#### [WHAT IS BEING ASKED]
Beneath this sentence is a listing. Return its lines from the one containing "of the button" through the last, exactly, and omit the pictures.

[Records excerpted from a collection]
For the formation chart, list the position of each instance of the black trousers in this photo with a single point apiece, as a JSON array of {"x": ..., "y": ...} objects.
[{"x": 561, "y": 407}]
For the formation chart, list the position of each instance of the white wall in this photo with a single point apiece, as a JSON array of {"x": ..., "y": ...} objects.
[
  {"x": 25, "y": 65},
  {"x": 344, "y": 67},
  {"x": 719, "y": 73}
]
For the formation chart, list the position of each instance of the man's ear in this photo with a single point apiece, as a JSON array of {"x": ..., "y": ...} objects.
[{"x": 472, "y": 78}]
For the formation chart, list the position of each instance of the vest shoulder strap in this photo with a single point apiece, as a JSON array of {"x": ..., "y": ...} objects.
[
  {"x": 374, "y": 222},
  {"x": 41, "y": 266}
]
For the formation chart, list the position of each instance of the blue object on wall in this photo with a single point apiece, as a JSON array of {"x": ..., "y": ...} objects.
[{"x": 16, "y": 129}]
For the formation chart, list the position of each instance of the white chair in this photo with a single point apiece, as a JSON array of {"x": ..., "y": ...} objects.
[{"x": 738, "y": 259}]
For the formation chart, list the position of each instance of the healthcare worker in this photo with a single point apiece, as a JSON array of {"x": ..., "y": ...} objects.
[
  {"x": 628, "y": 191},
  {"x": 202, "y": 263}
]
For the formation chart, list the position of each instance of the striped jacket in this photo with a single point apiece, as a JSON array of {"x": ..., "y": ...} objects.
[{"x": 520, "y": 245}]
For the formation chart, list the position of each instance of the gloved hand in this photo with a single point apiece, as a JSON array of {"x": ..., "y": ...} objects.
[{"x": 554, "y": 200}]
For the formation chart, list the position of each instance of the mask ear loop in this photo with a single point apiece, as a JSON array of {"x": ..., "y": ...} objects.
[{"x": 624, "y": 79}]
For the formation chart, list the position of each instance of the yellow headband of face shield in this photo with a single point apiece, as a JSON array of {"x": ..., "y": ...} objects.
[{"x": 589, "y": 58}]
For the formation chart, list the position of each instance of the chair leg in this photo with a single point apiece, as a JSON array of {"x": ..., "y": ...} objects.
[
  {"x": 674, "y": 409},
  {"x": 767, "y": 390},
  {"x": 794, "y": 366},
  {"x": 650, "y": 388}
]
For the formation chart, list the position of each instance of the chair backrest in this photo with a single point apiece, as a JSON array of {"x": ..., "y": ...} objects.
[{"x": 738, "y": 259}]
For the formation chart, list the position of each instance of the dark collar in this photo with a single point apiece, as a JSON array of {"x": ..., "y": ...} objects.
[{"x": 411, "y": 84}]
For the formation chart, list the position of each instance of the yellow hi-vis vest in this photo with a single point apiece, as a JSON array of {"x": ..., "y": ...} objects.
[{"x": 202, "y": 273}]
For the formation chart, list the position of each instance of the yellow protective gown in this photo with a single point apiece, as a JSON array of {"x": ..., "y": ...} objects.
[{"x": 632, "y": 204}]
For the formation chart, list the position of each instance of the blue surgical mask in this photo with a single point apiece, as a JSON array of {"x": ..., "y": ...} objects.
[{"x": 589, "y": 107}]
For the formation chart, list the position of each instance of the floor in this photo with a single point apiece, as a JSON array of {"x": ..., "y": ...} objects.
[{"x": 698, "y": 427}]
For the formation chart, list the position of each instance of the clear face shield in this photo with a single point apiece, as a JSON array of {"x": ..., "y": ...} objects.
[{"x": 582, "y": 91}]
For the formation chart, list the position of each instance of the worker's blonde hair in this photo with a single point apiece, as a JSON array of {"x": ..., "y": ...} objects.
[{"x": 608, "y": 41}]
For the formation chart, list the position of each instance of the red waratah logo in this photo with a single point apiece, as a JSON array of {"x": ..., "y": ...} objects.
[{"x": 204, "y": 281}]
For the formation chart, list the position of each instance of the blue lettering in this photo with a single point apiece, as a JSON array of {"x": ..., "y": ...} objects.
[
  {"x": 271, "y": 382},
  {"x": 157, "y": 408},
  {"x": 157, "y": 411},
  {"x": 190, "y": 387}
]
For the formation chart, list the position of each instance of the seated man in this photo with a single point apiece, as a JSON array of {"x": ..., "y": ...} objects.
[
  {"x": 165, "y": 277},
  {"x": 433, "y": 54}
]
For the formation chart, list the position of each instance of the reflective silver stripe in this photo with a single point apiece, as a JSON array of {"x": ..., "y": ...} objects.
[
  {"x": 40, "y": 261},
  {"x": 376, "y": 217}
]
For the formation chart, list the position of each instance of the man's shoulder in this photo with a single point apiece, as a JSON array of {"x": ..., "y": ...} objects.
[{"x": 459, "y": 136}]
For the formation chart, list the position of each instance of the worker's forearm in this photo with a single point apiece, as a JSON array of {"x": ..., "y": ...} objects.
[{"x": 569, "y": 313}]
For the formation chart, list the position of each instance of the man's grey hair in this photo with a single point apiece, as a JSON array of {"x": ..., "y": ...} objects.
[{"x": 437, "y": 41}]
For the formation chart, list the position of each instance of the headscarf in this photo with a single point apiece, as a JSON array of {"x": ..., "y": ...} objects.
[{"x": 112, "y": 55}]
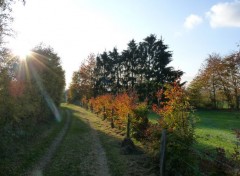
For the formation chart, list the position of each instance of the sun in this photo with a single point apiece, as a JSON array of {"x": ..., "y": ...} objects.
[{"x": 21, "y": 50}]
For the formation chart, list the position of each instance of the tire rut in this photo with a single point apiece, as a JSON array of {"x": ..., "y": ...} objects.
[{"x": 46, "y": 158}]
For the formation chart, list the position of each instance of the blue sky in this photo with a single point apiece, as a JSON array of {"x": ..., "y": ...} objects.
[{"x": 75, "y": 28}]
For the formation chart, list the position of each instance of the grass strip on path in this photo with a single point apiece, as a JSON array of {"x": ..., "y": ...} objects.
[{"x": 91, "y": 147}]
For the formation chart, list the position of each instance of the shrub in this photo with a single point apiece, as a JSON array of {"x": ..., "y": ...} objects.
[{"x": 140, "y": 121}]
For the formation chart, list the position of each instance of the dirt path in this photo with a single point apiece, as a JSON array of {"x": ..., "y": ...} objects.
[
  {"x": 44, "y": 161},
  {"x": 101, "y": 167}
]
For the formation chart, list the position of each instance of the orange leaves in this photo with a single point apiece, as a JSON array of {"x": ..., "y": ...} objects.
[
  {"x": 176, "y": 102},
  {"x": 123, "y": 105}
]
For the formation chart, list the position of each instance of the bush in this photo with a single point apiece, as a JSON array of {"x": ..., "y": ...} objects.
[{"x": 140, "y": 121}]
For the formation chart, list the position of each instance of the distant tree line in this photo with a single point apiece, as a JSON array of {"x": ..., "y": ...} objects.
[
  {"x": 217, "y": 84},
  {"x": 31, "y": 89},
  {"x": 143, "y": 67}
]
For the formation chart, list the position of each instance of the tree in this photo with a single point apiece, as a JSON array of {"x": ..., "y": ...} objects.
[
  {"x": 83, "y": 81},
  {"x": 220, "y": 80}
]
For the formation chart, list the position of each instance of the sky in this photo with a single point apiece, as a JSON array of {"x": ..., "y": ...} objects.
[{"x": 192, "y": 29}]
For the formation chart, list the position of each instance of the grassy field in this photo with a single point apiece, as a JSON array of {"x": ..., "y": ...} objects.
[
  {"x": 76, "y": 154},
  {"x": 214, "y": 129},
  {"x": 20, "y": 150}
]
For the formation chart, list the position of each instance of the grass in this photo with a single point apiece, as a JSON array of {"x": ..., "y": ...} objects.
[
  {"x": 74, "y": 154},
  {"x": 70, "y": 156},
  {"x": 213, "y": 129},
  {"x": 20, "y": 150}
]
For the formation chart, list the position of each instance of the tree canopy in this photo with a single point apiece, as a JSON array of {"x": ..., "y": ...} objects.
[{"x": 142, "y": 67}]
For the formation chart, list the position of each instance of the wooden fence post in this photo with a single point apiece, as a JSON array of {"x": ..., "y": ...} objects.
[
  {"x": 128, "y": 127},
  {"x": 163, "y": 152},
  {"x": 104, "y": 113},
  {"x": 112, "y": 123}
]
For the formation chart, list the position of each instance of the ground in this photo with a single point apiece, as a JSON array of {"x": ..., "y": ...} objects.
[{"x": 86, "y": 145}]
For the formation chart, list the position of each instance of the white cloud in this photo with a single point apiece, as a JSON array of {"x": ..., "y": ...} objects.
[
  {"x": 192, "y": 21},
  {"x": 225, "y": 14}
]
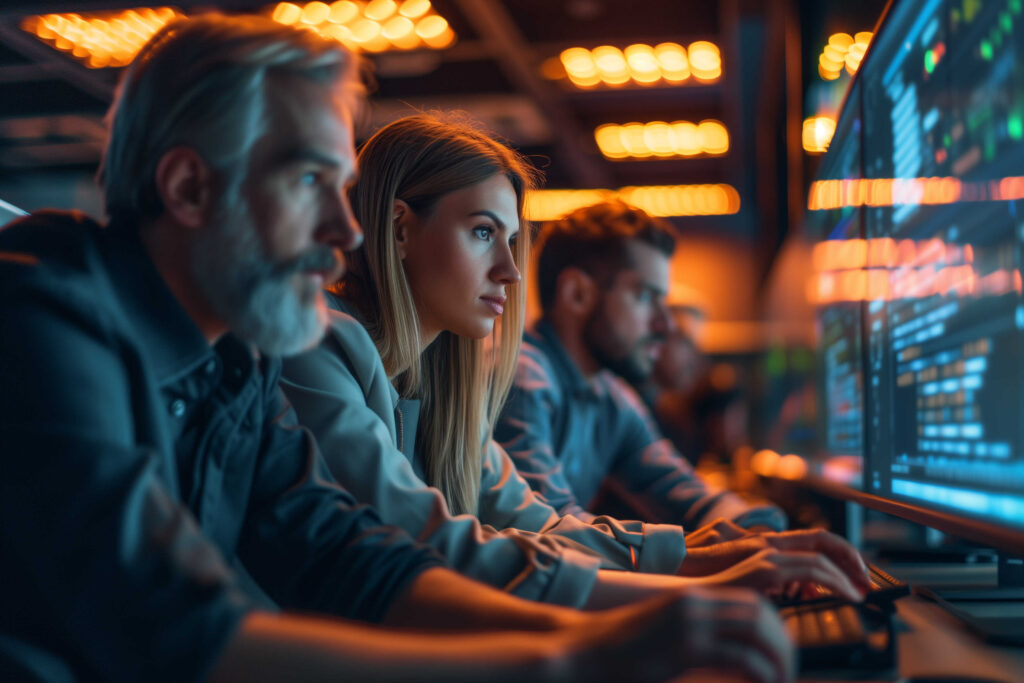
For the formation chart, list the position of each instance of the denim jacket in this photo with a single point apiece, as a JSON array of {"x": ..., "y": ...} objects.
[{"x": 516, "y": 542}]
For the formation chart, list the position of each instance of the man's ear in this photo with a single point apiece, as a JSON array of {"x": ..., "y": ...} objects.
[
  {"x": 576, "y": 292},
  {"x": 184, "y": 183},
  {"x": 401, "y": 222}
]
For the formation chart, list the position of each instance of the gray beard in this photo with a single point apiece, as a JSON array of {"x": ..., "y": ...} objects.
[{"x": 256, "y": 298}]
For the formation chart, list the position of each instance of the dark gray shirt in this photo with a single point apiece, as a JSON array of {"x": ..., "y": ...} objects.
[
  {"x": 568, "y": 436},
  {"x": 138, "y": 462}
]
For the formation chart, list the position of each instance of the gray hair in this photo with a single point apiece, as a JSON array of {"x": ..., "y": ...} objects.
[{"x": 201, "y": 83}]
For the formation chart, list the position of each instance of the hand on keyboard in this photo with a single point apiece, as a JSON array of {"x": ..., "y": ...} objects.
[
  {"x": 884, "y": 590},
  {"x": 774, "y": 561},
  {"x": 770, "y": 571}
]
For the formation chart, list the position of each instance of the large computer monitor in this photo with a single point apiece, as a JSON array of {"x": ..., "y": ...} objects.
[
  {"x": 937, "y": 116},
  {"x": 837, "y": 231}
]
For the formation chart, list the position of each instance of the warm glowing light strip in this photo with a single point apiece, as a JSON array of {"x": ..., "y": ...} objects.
[
  {"x": 657, "y": 138},
  {"x": 885, "y": 269},
  {"x": 817, "y": 133},
  {"x": 896, "y": 191},
  {"x": 843, "y": 49},
  {"x": 375, "y": 27},
  {"x": 881, "y": 285},
  {"x": 643, "y": 65},
  {"x": 656, "y": 200},
  {"x": 107, "y": 39},
  {"x": 888, "y": 253}
]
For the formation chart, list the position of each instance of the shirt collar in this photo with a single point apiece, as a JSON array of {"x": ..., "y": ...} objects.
[
  {"x": 172, "y": 341},
  {"x": 565, "y": 368}
]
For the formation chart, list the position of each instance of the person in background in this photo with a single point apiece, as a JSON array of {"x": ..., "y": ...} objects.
[
  {"x": 571, "y": 423},
  {"x": 670, "y": 391},
  {"x": 402, "y": 393},
  {"x": 146, "y": 446}
]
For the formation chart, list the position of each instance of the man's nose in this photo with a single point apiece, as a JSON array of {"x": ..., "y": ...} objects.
[
  {"x": 662, "y": 322},
  {"x": 340, "y": 229}
]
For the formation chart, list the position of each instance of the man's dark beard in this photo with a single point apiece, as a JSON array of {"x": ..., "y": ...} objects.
[{"x": 627, "y": 365}]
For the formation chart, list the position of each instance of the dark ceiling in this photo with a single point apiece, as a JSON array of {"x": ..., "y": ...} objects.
[{"x": 51, "y": 107}]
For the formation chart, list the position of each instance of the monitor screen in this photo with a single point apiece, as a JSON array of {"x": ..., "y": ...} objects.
[
  {"x": 938, "y": 268},
  {"x": 838, "y": 235},
  {"x": 943, "y": 101}
]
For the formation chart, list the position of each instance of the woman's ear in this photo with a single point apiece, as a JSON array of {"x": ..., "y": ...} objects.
[
  {"x": 184, "y": 184},
  {"x": 401, "y": 218}
]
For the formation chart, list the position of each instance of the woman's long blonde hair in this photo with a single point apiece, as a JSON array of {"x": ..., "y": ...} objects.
[{"x": 462, "y": 382}]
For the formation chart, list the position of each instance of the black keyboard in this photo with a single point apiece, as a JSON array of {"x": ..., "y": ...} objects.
[
  {"x": 885, "y": 589},
  {"x": 841, "y": 637}
]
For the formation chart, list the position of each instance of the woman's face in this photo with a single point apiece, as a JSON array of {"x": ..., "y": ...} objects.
[{"x": 459, "y": 258}]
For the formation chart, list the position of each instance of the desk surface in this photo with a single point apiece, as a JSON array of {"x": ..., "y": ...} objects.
[{"x": 935, "y": 645}]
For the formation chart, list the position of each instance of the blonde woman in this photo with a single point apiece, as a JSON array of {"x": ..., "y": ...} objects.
[{"x": 404, "y": 390}]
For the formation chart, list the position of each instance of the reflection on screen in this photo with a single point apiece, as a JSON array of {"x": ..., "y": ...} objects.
[{"x": 839, "y": 322}]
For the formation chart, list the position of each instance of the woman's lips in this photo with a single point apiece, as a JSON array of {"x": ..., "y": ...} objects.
[{"x": 496, "y": 304}]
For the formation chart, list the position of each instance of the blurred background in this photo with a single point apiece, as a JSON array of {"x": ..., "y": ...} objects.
[{"x": 711, "y": 114}]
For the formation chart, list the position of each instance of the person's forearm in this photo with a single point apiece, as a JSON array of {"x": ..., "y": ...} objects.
[
  {"x": 620, "y": 588},
  {"x": 440, "y": 599},
  {"x": 273, "y": 647}
]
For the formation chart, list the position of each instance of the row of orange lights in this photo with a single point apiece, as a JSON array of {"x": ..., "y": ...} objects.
[
  {"x": 658, "y": 138},
  {"x": 110, "y": 39},
  {"x": 843, "y": 49},
  {"x": 704, "y": 200},
  {"x": 643, "y": 65},
  {"x": 374, "y": 27},
  {"x": 894, "y": 191}
]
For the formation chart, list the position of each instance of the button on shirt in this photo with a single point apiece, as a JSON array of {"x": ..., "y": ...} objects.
[
  {"x": 569, "y": 436},
  {"x": 138, "y": 463}
]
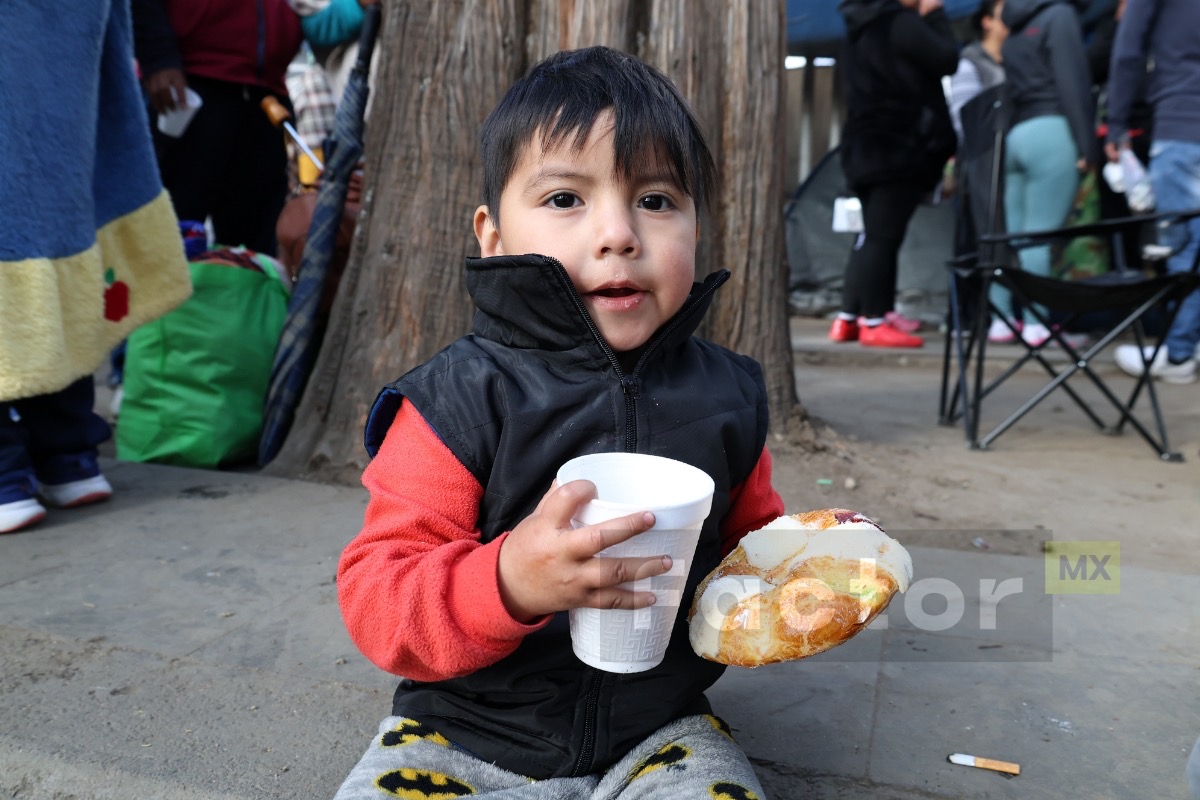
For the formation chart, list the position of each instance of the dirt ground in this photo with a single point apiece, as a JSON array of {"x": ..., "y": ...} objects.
[{"x": 1054, "y": 476}]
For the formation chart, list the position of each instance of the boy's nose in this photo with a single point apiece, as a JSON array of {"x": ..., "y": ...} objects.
[{"x": 615, "y": 232}]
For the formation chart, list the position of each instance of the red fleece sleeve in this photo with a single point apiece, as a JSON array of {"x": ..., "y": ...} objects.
[
  {"x": 418, "y": 590},
  {"x": 753, "y": 504}
]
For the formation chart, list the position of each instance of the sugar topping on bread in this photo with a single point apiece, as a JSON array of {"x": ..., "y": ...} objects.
[{"x": 789, "y": 540}]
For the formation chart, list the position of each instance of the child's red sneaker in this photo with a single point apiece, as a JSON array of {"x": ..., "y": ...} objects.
[{"x": 885, "y": 335}]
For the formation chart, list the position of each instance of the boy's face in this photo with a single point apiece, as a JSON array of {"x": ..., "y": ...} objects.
[{"x": 629, "y": 246}]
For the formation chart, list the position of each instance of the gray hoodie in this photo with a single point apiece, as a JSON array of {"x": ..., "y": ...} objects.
[{"x": 1045, "y": 65}]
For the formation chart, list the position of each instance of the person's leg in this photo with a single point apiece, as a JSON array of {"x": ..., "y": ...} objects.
[
  {"x": 195, "y": 164},
  {"x": 1051, "y": 180},
  {"x": 871, "y": 271},
  {"x": 63, "y": 437},
  {"x": 1014, "y": 220},
  {"x": 693, "y": 757},
  {"x": 853, "y": 278},
  {"x": 256, "y": 182},
  {"x": 1175, "y": 178},
  {"x": 18, "y": 486},
  {"x": 409, "y": 759}
]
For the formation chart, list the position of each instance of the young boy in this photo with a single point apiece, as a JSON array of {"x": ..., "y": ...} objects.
[{"x": 593, "y": 170}]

#### [OUTPUT FOR THIS TASK]
For the formation chart, list the position of each instance of the button on shirt in this photo with a single point apiece, as a JSON array of {"x": ..., "y": ...} objects.
[
  {"x": 569, "y": 436},
  {"x": 138, "y": 463}
]
For the formation chart, list the position of each instance of the dirt ground in this photo with a single point apiece, as a JSON array of {"x": ..., "y": ...} objects.
[{"x": 1054, "y": 476}]
For the formation chart, list the position of each instance of the boy's nose in this photo with a single point apiece, as a JSON array of {"x": ..., "y": ...} objects.
[{"x": 615, "y": 232}]
For the formation chart, list the position of each instance of the red fleece sleeve in this photo with a single point apiece, as a JSON array of {"x": ..., "y": ...} objects.
[
  {"x": 418, "y": 590},
  {"x": 753, "y": 504}
]
For the formation chart, list the position of each instance of the sugar topping on bread in this photo with a single point apiece, as a JSON array of {"x": ..., "y": ...} objects.
[{"x": 789, "y": 540}]
For the formation chart, list the position of each instance of the child's red sneaker in this photo with a single point apiece, as a JSON array of {"x": ..., "y": ...} objects.
[{"x": 885, "y": 335}]
For the formation chart, list the position of each instance of the boy's face in this photo with a single point apiece, as a JSON array of {"x": ..., "y": ...} objects.
[{"x": 629, "y": 246}]
For the formation chart, list the position of each instance of the gray hoodie in this photo with a single point apiece, as a JSON array of {"x": ..., "y": ...} objects.
[{"x": 1045, "y": 65}]
For the formation chart, list the position of each instance of the person's leg in this photo with a single point apiece, as a JSON array of {"x": ..., "y": ...} objects.
[
  {"x": 195, "y": 164},
  {"x": 1051, "y": 180},
  {"x": 871, "y": 271},
  {"x": 63, "y": 437},
  {"x": 1014, "y": 220},
  {"x": 693, "y": 757},
  {"x": 853, "y": 278},
  {"x": 256, "y": 182},
  {"x": 1175, "y": 178},
  {"x": 18, "y": 486},
  {"x": 409, "y": 759}
]
For the formation chart, list the position of each instance of the young boy in this photo with a single point apiece, as a JSON array of {"x": ..., "y": ...} objects.
[{"x": 593, "y": 170}]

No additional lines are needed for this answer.